■ TO BE DONE: Copy out, word for word, the portion of the data below that opens with the line containing "Task: locate the white" and closes with the line containing "Target: white cap", including both of those lines and nothing else.

■ ENTRIES:
** start **
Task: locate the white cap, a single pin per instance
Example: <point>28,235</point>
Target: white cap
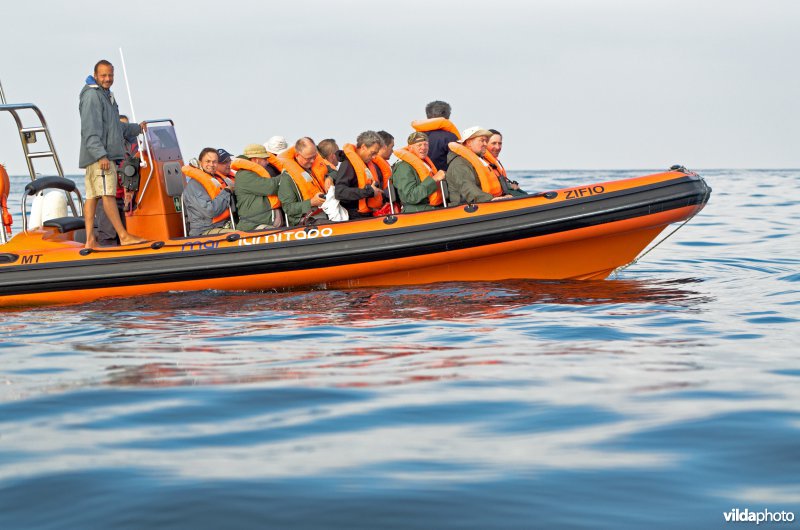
** end **
** start **
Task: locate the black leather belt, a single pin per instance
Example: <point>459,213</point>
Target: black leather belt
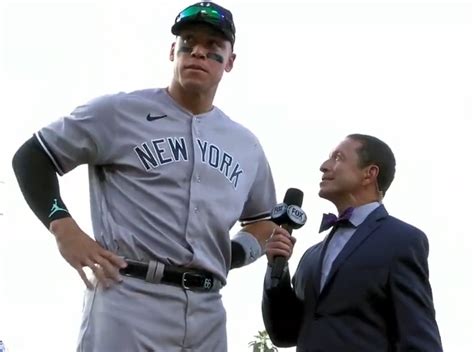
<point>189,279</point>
** end **
** start **
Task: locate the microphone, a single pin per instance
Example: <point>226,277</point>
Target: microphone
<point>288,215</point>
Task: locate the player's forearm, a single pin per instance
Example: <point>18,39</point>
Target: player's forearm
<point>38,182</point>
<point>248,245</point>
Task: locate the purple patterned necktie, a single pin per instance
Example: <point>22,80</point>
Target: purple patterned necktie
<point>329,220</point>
** end **
■ TASK RESPONSE:
Task: locate the white cap, a single pin per instance
Example: <point>28,235</point>
Target: white cap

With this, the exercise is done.